*Task:* Print everything in the gaming interview below from "Alan: Yeah, I" down to "very small minority.", word for word.

# START OF Document segment

Rudy: So, one of the things that strikes me. People take their gaming, the games that they like to play, it’s very personal for them. They seem to be part of the brand. When people are in forums, let’s say, and they don’t like something about a game. They don’t just say, “Gosh. I don’t like that about the game.” They are very passionate about things they don’t like and things they do like and things they expect from games that they have played in the past, as if they have an ownership of it. Do you find that to be true?
Alan: There’s a caveat lurking here, and it’s one we have to remind ourselves of all the time. We just put out say the update we just did for Vietnam. We added on a green army men-
Rudy: I saw that. That was very clever.
Alan: Yeah, I mean that was fun enough. It plays to our history of don’t buy a mod team. They own it and we just got together with them and said, “This deserves a wider audience. Let’s do it.” But we had to… Because they’ve never released anything and they’ve never seen that level of feedback. I mean, they’ve released bits of mod through Steam Workshop, but a few hundred people will play it and you don’t get the same level of intensity, I think is a polite word for it.
Alan: And over the last, what are we on, Monday? Last six days they’ve started to see, for example, Reddit fire up with “I don’t like this.” And they’re going, wondering whether they should immediately leap on and change everything. No. First off, and this is where I was going with the caveat, is yes, some people get very wound up in it and very involved and all the rest of it, but it’s a very small minority.

# END OF Document segment
# START OF Record list

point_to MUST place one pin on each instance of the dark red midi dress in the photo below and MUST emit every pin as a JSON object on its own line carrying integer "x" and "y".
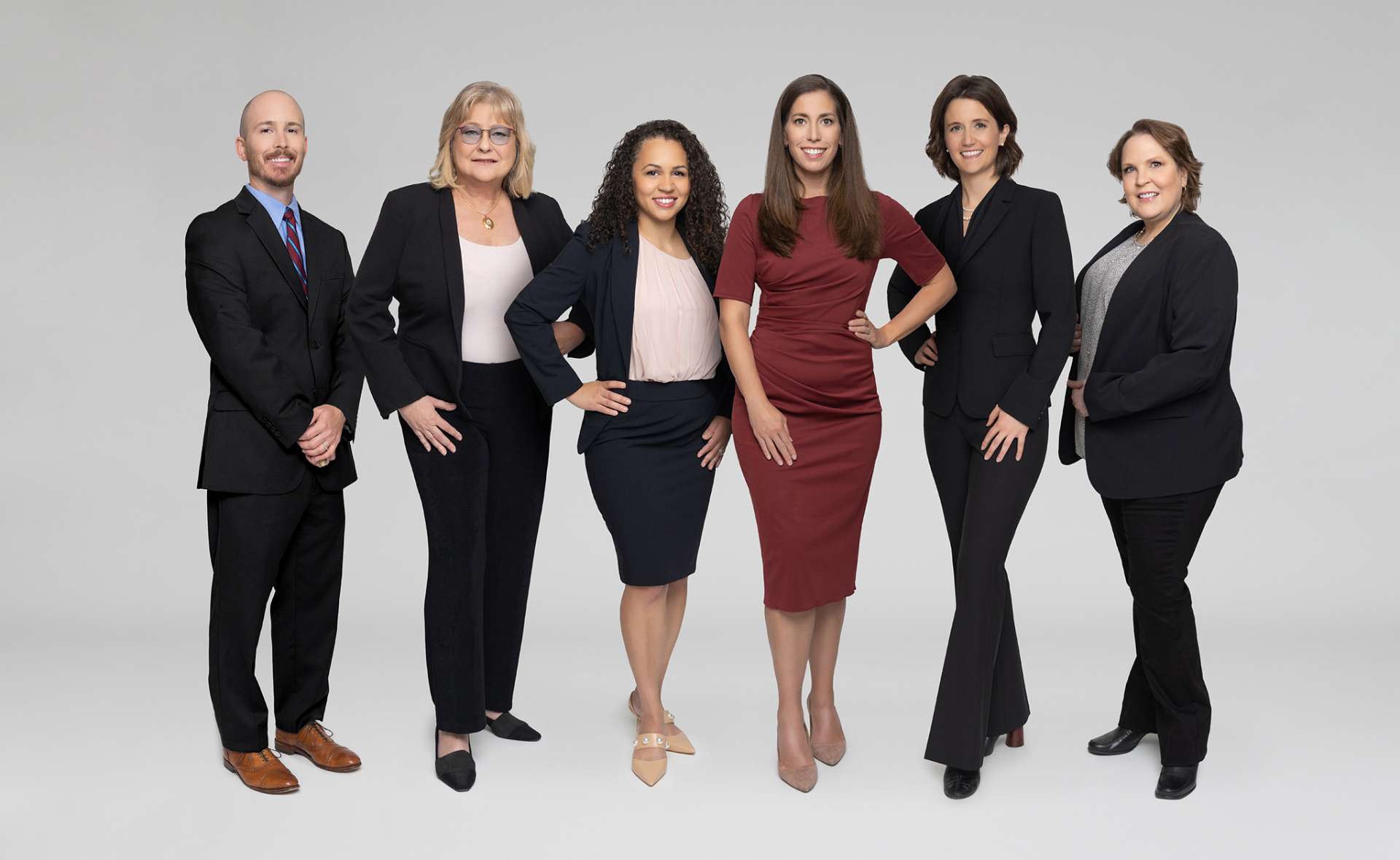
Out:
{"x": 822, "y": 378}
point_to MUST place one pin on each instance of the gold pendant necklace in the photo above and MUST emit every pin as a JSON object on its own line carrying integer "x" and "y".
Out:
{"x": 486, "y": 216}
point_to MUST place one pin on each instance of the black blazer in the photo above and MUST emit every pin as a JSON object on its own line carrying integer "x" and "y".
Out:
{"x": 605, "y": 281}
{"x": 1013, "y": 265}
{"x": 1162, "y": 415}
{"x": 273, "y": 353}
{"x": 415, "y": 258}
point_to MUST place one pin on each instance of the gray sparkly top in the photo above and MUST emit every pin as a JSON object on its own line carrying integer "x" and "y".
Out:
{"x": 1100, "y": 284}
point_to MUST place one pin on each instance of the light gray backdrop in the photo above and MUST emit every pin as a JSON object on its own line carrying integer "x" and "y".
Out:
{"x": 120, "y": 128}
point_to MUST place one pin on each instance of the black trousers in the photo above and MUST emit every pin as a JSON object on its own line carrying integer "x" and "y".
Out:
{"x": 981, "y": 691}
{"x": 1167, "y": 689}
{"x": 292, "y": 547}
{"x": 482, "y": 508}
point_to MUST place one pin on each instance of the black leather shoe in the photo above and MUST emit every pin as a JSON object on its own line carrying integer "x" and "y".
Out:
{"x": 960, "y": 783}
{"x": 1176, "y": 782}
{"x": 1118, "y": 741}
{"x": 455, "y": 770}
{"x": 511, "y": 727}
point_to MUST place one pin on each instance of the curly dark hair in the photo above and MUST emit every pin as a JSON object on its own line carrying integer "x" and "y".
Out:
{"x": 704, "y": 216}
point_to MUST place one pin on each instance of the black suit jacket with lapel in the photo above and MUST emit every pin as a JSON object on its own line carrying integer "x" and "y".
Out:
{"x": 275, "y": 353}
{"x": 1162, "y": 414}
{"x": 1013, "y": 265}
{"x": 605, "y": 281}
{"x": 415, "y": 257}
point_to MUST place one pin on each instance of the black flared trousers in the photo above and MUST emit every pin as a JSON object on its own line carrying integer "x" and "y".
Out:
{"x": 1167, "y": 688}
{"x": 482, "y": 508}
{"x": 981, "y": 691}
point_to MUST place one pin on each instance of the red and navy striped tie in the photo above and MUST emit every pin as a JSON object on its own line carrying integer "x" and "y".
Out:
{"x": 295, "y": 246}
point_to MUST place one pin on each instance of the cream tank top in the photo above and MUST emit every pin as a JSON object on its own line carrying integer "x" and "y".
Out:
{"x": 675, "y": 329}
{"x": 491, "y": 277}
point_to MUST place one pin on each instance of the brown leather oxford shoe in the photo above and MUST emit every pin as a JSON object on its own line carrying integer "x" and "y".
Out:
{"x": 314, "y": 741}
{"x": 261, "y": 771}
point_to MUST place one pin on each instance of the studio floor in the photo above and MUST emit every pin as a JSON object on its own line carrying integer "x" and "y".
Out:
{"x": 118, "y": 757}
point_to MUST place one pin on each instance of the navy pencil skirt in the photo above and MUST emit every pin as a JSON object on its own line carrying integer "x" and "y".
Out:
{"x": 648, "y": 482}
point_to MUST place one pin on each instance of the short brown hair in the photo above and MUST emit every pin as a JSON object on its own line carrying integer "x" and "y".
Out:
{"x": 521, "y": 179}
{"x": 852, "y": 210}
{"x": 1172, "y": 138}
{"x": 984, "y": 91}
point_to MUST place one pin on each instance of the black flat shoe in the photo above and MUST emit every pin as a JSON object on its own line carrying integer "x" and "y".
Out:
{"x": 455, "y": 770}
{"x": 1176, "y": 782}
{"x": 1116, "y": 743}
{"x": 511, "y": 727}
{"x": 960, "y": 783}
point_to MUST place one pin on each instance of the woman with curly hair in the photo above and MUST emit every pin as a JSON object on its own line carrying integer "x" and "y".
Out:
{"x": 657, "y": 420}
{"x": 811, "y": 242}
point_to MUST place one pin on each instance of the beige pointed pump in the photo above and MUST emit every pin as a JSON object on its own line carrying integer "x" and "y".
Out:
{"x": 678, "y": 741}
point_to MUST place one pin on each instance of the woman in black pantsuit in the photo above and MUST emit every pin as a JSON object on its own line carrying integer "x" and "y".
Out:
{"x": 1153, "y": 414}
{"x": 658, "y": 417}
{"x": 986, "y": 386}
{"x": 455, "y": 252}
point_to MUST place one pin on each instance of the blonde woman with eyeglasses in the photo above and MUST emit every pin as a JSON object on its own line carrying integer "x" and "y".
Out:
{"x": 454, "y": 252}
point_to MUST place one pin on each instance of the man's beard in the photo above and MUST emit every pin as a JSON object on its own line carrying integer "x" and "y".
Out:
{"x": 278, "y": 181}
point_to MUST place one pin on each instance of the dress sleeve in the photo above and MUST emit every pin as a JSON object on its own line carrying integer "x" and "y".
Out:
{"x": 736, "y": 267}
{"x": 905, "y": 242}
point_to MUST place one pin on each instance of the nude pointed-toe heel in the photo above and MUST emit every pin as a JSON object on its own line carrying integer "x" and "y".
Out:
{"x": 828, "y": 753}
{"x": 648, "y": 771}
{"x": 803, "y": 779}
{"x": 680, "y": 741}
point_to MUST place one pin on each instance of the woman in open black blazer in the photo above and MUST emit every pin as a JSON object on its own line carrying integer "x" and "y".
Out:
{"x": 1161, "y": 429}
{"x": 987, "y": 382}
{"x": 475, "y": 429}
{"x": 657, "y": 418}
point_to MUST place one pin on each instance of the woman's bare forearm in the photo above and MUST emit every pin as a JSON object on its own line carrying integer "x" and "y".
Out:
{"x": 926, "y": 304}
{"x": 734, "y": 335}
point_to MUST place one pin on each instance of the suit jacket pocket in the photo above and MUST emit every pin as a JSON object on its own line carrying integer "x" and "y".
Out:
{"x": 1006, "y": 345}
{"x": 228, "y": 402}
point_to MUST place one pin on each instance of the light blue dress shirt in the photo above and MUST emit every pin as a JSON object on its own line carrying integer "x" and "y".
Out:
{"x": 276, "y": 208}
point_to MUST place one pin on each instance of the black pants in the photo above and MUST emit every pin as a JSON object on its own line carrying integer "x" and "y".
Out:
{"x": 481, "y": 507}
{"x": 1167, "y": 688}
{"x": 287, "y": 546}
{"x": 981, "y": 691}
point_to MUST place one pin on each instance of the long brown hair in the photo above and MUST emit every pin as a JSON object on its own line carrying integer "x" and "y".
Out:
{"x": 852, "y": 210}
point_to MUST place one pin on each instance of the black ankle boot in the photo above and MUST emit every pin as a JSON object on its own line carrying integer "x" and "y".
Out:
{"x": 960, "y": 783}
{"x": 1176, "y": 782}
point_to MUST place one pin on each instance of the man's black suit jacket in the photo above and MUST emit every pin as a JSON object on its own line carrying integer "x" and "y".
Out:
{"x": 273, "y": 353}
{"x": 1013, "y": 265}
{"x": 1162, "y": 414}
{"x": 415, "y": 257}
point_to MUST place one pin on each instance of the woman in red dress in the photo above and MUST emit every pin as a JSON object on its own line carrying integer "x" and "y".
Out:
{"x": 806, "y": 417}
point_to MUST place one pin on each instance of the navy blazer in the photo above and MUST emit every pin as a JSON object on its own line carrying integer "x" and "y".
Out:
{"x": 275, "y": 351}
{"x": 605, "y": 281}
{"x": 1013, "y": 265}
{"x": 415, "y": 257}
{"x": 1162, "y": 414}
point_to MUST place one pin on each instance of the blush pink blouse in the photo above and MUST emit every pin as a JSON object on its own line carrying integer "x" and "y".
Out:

# END OF Record list

*The output:*
Alan: Yeah, I mean that was fun enough. It plays to our history of don’t buy a mod team. They own it and we just got together with them and said, “This deserves a wider audience. Let’s do it.” But we had to… Because they’ve never released anything and they’ve never seen that level of feedback. I mean, they’ve released bits of mod through Steam Workshop, but a few hundred people will play it and you don’t get the same level of intensity, I think is a polite word for it.
Alan: And over the last, what are we on, Monday? Last six days they’ve started to see, for example, Reddit fire up with “I don’t like this.” And they’re going, wondering whether they should immediately leap on and change everything. No. First off, and this is where I was going with the caveat, is yes, some people get very wound up in it and very involved and all the rest of it, but it’s a very small minority.